<<<<

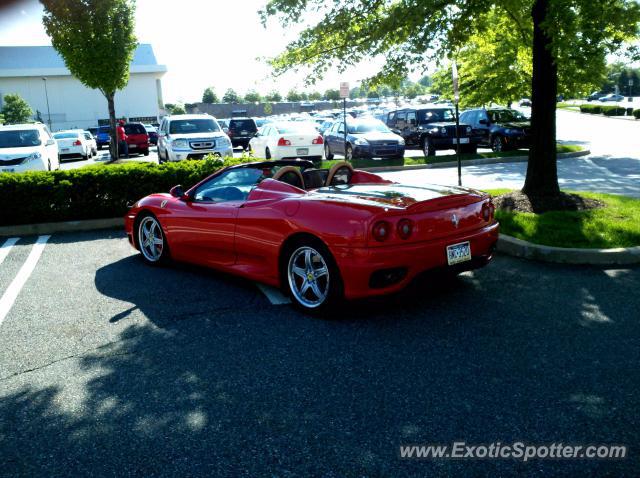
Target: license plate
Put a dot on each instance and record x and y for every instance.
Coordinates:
(457, 253)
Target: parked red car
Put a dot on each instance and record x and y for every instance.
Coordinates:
(321, 235)
(137, 138)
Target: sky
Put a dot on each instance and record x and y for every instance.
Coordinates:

>>>>

> **Problem to solve**: Please rewrite the records above, replacing "Target" with "Object" everywhere and keeping everything else the same. Leave out the pictures.

> **Full answer**:
Object: license plate
Put a dot on each instance and record x and y for every instance.
Coordinates:
(457, 253)
Object: parked red car
Put a dot on each instance and record x and y for every instance.
Coordinates:
(321, 235)
(137, 138)
Object: sky
Put a dot on each instance and record x and y for every instance.
Coordinates:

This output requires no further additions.